## Task objective
Turn every line of the material below into a numbered list, omitting any blank lines.

## Annotated coordinate records
--- START ---
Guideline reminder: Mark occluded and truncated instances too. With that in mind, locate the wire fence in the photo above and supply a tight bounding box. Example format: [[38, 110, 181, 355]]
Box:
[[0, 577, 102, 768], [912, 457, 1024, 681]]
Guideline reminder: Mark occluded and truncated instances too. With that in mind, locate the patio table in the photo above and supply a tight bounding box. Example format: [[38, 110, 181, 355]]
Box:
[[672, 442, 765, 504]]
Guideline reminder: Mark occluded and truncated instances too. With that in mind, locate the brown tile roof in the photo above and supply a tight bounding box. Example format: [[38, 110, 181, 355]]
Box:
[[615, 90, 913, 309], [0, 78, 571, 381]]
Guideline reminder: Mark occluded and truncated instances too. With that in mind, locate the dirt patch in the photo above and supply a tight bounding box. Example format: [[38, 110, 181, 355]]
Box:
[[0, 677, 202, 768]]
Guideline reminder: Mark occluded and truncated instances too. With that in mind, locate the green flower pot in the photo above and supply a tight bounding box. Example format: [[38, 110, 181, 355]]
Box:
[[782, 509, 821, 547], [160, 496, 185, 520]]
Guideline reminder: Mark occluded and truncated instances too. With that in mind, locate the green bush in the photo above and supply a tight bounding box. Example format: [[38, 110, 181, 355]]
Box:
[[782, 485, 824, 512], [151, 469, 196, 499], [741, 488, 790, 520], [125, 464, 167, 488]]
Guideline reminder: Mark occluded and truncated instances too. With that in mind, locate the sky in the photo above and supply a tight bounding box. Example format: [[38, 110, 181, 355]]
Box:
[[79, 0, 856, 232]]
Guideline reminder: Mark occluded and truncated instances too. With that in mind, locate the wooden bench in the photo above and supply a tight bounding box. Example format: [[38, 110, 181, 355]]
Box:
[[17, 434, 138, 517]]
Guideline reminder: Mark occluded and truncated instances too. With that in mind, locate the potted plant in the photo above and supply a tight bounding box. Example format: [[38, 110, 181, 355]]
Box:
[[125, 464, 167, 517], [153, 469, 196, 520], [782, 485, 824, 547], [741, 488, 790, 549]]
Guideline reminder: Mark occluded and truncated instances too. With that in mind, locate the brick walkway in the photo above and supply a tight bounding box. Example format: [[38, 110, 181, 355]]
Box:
--- END ---
## The reply
1. Guideline reminder: Mark occluded and truncated instances too. With that in mind, locate the wire fence in the photo above and supply a tight bounding box. Example format: [[38, 110, 181, 355]]
2. Box:
3. [[0, 577, 102, 768], [912, 457, 1024, 681]]
4. Guideline reminder: Mark occluded and truncated instances too. With that in mind, locate the patio table in the photo above and supply a tight bounding box. Example format: [[38, 110, 181, 355]]
5. Box:
6. [[672, 442, 765, 504]]
7. Guideline reminder: Mark occluded and truncated instances too. With that in mind, locate the brown tile roof in the photo above and supply a tight bounding box. Example format: [[38, 110, 181, 355]]
8. Box:
9. [[615, 90, 913, 309], [0, 78, 571, 381]]
10. Guideline reminder: Mark occluded and truncated instances too. With that in mind, locate the dirt patch in the photo above and supply a tight bounding box. Example format: [[38, 110, 181, 355]]
11. Box:
12. [[0, 677, 202, 768]]
13. Guideline reminder: Mark occluded and truncated instances too. With that in mind, locate the green flower pot in the photo above and supply a tight bounding box. Example format: [[38, 110, 181, 355]]
14. Box:
15. [[782, 509, 821, 547], [160, 496, 185, 520]]
16. Guideline reminder: Mark occluded and truncated instances too. With that in mind, locate the green bush in the photo above and supply a tight bounding box. Example format: [[38, 110, 181, 355]]
17. Box:
18. [[782, 485, 824, 512], [151, 469, 196, 499], [741, 488, 790, 520], [125, 464, 167, 488]]
19. Guideline reminder: Mark occluded and truncated instances too. With that in mind, locate the sky in the photo above and supply a tight bounding box. Example format: [[38, 110, 181, 355]]
20. Box:
21. [[79, 0, 856, 232]]
22. Guideline reminder: Mark occluded and truncated instances too. With that in mind, locate the wooden bench in the photo above and supply a tight bounding box. Example format: [[38, 110, 181, 355]]
23. Box:
24. [[17, 434, 138, 517]]
25. Guideline reminder: Mark occluded and truncated instances too. With that in mind, locate the potted plant in the photo above and supply a tight bounding box. Example format: [[38, 110, 181, 355]]
26. Box:
27. [[125, 464, 167, 517], [153, 469, 196, 520], [782, 485, 824, 547], [741, 488, 790, 549]]
28. Guideline reminder: Mark occluded and truncated instances too. With that in mind, locate the brick walkway in the photo above and supply a tight bounding box. Example format: [[38, 110, 181, 355]]
29. Box:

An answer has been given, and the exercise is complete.